Point localization data
BEGIN
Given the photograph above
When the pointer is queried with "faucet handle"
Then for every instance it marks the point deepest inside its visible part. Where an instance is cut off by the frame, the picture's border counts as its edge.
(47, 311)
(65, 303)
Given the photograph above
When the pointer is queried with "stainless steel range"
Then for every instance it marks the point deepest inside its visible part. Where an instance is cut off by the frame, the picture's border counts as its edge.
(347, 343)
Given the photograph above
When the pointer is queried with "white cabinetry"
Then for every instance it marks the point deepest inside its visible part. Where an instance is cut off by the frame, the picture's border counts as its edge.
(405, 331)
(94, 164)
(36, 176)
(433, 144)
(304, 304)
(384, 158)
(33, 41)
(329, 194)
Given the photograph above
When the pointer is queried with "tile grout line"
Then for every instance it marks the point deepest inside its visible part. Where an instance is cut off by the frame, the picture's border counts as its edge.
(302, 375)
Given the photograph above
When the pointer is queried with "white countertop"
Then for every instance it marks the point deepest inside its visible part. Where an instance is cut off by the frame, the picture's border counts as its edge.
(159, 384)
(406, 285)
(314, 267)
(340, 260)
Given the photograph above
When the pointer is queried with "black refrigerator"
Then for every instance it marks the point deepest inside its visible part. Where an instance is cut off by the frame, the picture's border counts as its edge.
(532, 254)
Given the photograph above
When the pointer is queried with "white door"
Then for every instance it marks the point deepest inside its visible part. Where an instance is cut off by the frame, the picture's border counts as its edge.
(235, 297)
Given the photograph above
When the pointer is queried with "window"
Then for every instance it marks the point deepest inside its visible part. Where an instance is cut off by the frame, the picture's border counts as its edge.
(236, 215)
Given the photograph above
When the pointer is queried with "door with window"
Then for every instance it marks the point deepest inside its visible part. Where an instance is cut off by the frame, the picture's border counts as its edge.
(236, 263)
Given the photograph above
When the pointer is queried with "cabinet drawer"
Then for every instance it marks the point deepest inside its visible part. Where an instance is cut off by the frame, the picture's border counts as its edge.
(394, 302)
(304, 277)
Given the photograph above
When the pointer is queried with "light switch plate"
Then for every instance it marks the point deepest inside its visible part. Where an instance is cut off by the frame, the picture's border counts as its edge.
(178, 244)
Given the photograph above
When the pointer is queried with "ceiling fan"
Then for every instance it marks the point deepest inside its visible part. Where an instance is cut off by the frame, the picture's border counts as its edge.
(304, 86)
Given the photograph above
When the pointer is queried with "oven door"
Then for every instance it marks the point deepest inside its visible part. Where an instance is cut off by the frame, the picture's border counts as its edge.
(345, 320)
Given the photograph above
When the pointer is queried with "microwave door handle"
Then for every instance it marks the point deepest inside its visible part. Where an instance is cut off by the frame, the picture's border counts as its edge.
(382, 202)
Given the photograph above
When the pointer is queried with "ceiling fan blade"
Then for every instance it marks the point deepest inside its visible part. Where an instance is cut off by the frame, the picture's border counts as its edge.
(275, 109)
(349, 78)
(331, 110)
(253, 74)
END
▶ **What this task involves**
A verbatim copy of every entry is required.

▶ **Task response**
Given the photograph above
When the pointer is queried with "faucet handle"
Then for every instance it marks the point deepest inside its visible part. Where an instance is cut off by the frame, the picture's border counts as its edge.
(47, 311)
(65, 303)
Given the photograph above
When the pointer is queried with "stainless steel range"
Then for every instance it marks the point deepest inside its visible part. Where an instance is cut off by the frame, the picture's border counts as its edge.
(347, 343)
Given the photograph above
When the pointer is queried with "white cabinetry"
Then for every instance it marks the point deepest inside its visible part. Where an instance is cut off by the frame, the picture's border counts as its edge.
(405, 331)
(94, 164)
(36, 176)
(433, 144)
(304, 304)
(384, 158)
(33, 41)
(329, 194)
Given the photograph above
When the pointer is queried with "tile grout line"
Then for every instance it marks the point deepest inside its visible part. Where an instance is cut off by the frame, the picture's border counts as its edge.
(302, 375)
Given the photograph above
When the pointer is queried with "white countertop"
Then for every instance it marks the point deepest inside its visible part. Where an instance is cut off by the frame, the picture's border counts as its edge.
(159, 384)
(406, 285)
(314, 267)
(340, 260)
Given the photograph above
When the pointer is queried with "black refrigerator"
Then for every instance it marks the point deepest inside its visible part. Where an instance is cut off by the frame, the picture's border counts as its edge.
(532, 254)
Given the photograph above
When the pointer is queried with "white door"
Then for every instance it marks the point deepest inside its visible part. Where an instance is cut off by the frame, the picture's border counts as its edge.
(235, 297)
Given the photograph above
When the pointer is queried with "window"
Then for every instance it marks the point deepest inside its visible part. Where an instance is cut off by the frame, the picture's border counts as its edge.
(236, 215)
Given the photograph above
When the pointer is queried with "door with window"
Then for every instance it marks the point deepest inside its visible part. Where an instance is cut off by the frame, the picture's border counts as its edge.
(236, 263)
Given the photograph above
When the pointer is queried with "cabinet drawer"
Then for every instance it marks the point deepest inside its visible part. Where an instance is cut off by the frame, the picture's border counts as its edge.
(394, 302)
(304, 277)
Given the photograph above
When the pointer is queried with "light switch plate"
Then for every instance it marks the point deepest inside its visible part. Where an instance is cut off by the frame, the picture's border counts as its edge.
(178, 244)
Given the photograph above
When the pointer is queried with "ceiling fan"
Then for every instance it marks the point deepest inside its visible part. Where an instance is cut off by the frame, the picture's border counts as its edge.
(304, 86)
Given the photograph above
When the pointer is queried with "oven door"
Then for every instance it marks the point deepest inside its visible part. Where an instance is cut off by the frame, the picture's border counts as its edge.
(345, 320)
Given the photograph above
When the pointer is queried with "microwave door handle"
Then for every instance it marks the point deepest inside its visible part. Where an instance is cut off by the frame, the picture's border counts as its edge.
(382, 202)
Given the photograph above
When the pointer is queried with "ceiling fan blade"
Then for every instance it marks the point deepest inside its visible part. Where an instance is cut off by the frame, the picture's border counts as its edge.
(275, 109)
(349, 78)
(331, 110)
(253, 74)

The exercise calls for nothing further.